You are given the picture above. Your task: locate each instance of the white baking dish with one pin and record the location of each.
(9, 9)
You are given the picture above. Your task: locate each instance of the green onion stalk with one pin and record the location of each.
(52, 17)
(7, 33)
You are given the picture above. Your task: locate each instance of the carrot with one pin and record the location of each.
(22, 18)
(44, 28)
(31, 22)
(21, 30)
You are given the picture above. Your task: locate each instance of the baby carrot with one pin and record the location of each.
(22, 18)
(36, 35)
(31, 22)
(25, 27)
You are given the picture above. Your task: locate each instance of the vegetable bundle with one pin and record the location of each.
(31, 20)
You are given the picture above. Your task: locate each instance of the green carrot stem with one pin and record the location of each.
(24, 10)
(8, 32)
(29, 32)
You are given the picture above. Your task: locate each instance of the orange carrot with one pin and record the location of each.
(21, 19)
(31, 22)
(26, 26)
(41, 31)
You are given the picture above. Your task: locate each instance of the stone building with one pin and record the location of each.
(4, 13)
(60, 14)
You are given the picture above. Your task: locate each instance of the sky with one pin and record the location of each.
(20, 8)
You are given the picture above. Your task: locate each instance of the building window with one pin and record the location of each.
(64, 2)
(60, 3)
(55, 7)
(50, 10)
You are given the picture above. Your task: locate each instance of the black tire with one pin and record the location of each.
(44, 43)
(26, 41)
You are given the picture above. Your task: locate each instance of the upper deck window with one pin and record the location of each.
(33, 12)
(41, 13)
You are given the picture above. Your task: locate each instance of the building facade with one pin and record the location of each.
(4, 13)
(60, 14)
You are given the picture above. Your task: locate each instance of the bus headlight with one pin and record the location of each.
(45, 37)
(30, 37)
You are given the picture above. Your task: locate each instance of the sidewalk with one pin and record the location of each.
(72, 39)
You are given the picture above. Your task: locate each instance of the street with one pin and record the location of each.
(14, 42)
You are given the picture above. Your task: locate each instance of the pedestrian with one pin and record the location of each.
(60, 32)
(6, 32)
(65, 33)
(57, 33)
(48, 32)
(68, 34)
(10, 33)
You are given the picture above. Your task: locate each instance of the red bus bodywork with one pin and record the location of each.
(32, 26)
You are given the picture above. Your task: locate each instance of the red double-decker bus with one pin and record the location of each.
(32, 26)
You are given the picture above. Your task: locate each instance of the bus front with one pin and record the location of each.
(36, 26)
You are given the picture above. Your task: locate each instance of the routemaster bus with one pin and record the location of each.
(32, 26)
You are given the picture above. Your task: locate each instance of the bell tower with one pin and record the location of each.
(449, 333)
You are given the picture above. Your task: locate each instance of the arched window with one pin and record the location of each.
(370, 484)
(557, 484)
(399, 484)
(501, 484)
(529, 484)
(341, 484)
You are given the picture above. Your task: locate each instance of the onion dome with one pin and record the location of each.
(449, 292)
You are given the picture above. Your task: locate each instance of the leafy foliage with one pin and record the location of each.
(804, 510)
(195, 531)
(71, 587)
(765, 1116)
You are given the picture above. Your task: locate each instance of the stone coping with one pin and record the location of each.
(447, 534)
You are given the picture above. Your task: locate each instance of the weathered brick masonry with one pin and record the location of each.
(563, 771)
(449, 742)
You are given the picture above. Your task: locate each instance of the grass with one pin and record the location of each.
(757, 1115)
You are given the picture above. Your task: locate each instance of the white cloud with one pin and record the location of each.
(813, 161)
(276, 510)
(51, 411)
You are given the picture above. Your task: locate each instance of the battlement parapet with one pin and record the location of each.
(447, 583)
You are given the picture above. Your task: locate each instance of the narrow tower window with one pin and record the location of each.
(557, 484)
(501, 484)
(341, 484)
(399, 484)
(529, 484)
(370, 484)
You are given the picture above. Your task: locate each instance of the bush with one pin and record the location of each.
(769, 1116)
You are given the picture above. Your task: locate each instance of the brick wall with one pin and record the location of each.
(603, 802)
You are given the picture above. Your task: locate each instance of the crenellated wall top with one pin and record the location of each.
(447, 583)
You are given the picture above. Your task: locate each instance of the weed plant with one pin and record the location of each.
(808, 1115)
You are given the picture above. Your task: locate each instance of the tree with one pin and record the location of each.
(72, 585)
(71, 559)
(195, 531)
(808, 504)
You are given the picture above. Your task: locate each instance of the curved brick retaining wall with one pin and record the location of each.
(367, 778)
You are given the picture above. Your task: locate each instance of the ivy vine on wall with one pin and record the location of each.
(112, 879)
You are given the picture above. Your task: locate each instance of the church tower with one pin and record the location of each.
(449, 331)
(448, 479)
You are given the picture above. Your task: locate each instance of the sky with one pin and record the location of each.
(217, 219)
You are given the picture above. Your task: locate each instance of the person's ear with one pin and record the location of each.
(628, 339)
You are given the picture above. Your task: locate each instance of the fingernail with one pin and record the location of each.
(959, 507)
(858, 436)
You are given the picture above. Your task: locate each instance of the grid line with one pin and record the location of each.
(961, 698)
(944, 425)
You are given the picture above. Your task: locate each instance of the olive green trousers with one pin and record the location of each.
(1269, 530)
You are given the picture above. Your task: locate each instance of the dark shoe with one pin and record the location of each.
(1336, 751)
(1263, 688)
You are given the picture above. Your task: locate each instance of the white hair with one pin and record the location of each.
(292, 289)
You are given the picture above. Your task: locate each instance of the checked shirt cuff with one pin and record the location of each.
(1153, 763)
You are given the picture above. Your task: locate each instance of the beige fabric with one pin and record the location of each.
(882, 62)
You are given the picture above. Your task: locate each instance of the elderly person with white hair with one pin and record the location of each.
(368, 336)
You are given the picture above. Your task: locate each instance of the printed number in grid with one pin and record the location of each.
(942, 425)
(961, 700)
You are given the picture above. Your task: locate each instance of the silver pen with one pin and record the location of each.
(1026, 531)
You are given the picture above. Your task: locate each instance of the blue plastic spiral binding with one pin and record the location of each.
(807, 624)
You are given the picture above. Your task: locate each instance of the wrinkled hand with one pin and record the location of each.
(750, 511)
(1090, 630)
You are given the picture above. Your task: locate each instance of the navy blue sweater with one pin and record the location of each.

- **What needs to be done**
Reproduce the part of the data that opens with the line containing "of the weathered" and closes with the line containing "(757, 1115)", including both of those lines and every line in between, and raise each coordinate in the answers by 146 while leaving all other text unchanged.

- **Response to this exercise**
You are given the picture above. Your task: locate each instance of the weathered brick masonry with one pin and record the location of each.
(709, 917)
(595, 888)
You are given the picture above. Your task: locate each instance of the grass with one pin and record the location of each.
(903, 1261)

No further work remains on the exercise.